Love, not hate, makes America great

I was born the year after Rosa Parks took her bus seat in history. My first birthday came just a week or so after Little Rock Central High School was desegregated. Nonviolent protest was a common topic among my parents and their friends. At the Ethical Society, where my family went for Sunday discussions with like minded individuals, we children learned a hymn to humanism, which included a paraphrase of Felix Adler's words: "This place we meet to seek the highest is holy ground." Before I turned three, as the Civil Rights Movement gained strength, I have a clear memory of asking my father what race were we. My father paused from his reading, and pondered a moment. My dad, who had eyebrows that rivaled John L. Lewis, ran his fingers through that forest as he did when he was in deep thought. He sighed, and then nodded his head, signifying agreement to some unspoken idea. Then he told me I was of the Human Race and to never forget that. The Human Race. Others might try and break that down, try to belittle one part of the Human Race or another based on beliefs, or color, or sex, or ability, but that was a ploy to something unworthy. We are all part of the same thing.

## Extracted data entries
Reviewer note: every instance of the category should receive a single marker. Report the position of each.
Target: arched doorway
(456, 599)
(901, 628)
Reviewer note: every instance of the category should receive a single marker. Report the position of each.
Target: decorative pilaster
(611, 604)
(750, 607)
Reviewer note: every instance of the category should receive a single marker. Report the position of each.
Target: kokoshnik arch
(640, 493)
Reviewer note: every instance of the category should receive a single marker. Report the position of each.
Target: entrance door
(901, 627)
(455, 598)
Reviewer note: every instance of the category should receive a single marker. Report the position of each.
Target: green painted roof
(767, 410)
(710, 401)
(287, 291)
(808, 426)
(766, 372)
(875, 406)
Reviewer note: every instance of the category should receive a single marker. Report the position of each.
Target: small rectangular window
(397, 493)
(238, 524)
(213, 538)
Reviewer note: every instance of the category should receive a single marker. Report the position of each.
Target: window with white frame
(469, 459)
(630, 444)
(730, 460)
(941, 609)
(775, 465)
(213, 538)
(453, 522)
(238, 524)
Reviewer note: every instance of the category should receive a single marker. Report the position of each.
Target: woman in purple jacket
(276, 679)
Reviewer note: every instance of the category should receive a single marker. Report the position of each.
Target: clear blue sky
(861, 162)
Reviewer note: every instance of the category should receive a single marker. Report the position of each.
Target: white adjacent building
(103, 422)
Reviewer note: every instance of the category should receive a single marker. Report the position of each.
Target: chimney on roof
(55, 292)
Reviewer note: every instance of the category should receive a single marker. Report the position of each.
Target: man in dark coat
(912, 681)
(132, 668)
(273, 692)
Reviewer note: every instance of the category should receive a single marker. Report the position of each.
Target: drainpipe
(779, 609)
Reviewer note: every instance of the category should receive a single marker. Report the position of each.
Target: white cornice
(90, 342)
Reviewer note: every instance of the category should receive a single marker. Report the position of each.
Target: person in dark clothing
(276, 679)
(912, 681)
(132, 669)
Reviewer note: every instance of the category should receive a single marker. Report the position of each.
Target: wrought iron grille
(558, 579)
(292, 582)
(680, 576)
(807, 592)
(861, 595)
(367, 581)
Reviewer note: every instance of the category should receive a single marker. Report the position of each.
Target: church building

## About this task
Proceed with the essay "Love, not hate, makes America great," picking up right after its last sentence. The listing is material separate from the essay.

## Result for this exercise
That was the lesson seared into my soul. I grew up in times of turbulence, but diversity was always championed. When the riots broke out after Martin Luther King's assassination, an African American friend came to our home just over the DC line, to check on my mother (who was experiencing the first debilitating and disorientating symptoms of what was later diagnosed as Multiple Sclerosis). She knew my mother usually went grocery shopping on that day, and didn't want Mama to have to be out in the uncertainty that was our city. I asked our friend why people were being violent, because hadn't Dr King believed in nonviolence? "Violence begets violence; hatred begets hatred", she said. "But kindness begets kindness. Your mama and daddy did me kindness at the darkest time of my life. We are all family."

The mothers and grandmothers in my neighborhood all were early activists in the Women's Rights Movement. Many remembered when women got the right to vote (my mother was born the year after, but told me how her own mother would tell of her first time voting as an American, and how my grandmother never missed a chance to vote until the year she died, and only then because she died before the election.) Family  appointments and community happenings were written onto the  League of Women's Voters calendars that adorned every home in the neighborhood. And as I grew from girlhood into my late teens and twenties, Women's Rights and Women's Health became the causes I, too, fought for (though, in fairness, my first protest was against the Vietnam War in the 60's, and I remain  peace advocate. To this day, I respect and honor our military for their service, but pray for the end of the wars and fighting that plague our world.)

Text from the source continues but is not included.